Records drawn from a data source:
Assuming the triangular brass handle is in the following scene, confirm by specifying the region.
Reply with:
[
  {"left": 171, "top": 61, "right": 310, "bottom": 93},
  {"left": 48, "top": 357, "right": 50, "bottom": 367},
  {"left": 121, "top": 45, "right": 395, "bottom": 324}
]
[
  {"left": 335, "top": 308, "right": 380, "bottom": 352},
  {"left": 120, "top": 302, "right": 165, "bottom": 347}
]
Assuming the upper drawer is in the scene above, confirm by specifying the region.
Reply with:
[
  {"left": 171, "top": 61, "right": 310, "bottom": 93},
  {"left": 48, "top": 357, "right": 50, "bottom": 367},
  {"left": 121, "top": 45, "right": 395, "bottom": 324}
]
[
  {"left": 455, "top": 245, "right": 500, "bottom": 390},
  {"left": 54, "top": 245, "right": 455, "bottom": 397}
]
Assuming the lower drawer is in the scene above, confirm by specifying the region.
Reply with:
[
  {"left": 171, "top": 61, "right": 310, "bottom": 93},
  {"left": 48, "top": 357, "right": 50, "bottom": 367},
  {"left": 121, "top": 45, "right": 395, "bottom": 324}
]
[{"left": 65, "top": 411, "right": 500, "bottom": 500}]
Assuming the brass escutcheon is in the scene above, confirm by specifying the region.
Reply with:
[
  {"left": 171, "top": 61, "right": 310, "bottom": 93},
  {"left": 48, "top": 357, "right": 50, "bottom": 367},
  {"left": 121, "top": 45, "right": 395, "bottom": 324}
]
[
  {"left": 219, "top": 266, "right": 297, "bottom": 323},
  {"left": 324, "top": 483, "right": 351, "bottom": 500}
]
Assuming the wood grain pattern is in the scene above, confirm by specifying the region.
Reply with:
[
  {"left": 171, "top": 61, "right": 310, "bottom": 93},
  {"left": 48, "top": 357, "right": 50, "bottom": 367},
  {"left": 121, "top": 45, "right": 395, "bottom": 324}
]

**Exercise:** Please recast the records above as a JSON list of strings, with one string for each line and any blank lines omitted.

**In response:**
[
  "Assuming the triangular brass handle is in the following scene, confirm by specifying the region.",
  "Reply with:",
  "[",
  "  {\"left\": 171, \"top\": 61, \"right\": 310, \"bottom\": 93},",
  "  {\"left\": 48, \"top\": 357, \"right\": 50, \"bottom\": 367},",
  "  {\"left\": 121, \"top\": 45, \"right\": 395, \"bottom\": 324}",
  "]",
  "[",
  "  {\"left\": 335, \"top\": 308, \"right\": 380, \"bottom\": 352},",
  "  {\"left\": 120, \"top\": 302, \"right\": 165, \"bottom\": 347}",
  "]",
  "Assuming the upper drawer is in the scene above, confirm by specifying the region.",
  "Reply with:",
  "[",
  "  {\"left\": 171, \"top\": 61, \"right\": 310, \"bottom\": 93},",
  "  {\"left\": 48, \"top\": 357, \"right\": 50, \"bottom\": 367},",
  "  {\"left\": 121, \"top\": 45, \"right\": 395, \"bottom\": 324}",
  "]",
  "[",
  "  {\"left\": 455, \"top\": 245, \"right\": 500, \"bottom\": 390},",
  "  {\"left\": 54, \"top\": 245, \"right\": 455, \"bottom\": 397}",
  "]",
  "Assuming the lower drawer is in the scene above, confirm by specifying the region.",
  "Reply with:",
  "[",
  "  {\"left\": 171, \"top\": 61, \"right\": 310, \"bottom\": 93},",
  "  {\"left\": 48, \"top\": 357, \"right\": 50, \"bottom\": 367},",
  "  {\"left\": 121, \"top\": 45, \"right\": 395, \"bottom\": 324}",
  "]",
  "[{\"left\": 65, \"top\": 411, \"right\": 500, \"bottom\": 500}]",
  "Assuming the brass escutcheon is in the scene above, confirm by specifying the region.",
  "Reply with:",
  "[",
  "  {\"left\": 171, \"top\": 61, \"right\": 310, \"bottom\": 93},",
  "  {\"left\": 48, \"top\": 357, \"right\": 50, \"bottom\": 367},",
  "  {\"left\": 121, \"top\": 45, \"right\": 395, \"bottom\": 324}",
  "]",
  "[",
  "  {\"left\": 219, \"top\": 266, \"right\": 297, \"bottom\": 323},",
  "  {\"left\": 324, \"top\": 483, \"right\": 351, \"bottom\": 500}",
  "]",
  "Assuming the wood grain pattern is in the scene above, confirm by specifying the region.",
  "Reply with:",
  "[",
  "  {\"left\": 171, \"top\": 61, \"right\": 310, \"bottom\": 93},",
  "  {\"left\": 48, \"top\": 357, \"right\": 50, \"bottom\": 367},",
  "  {\"left\": 121, \"top\": 45, \"right\": 395, \"bottom\": 324}",
  "]"
]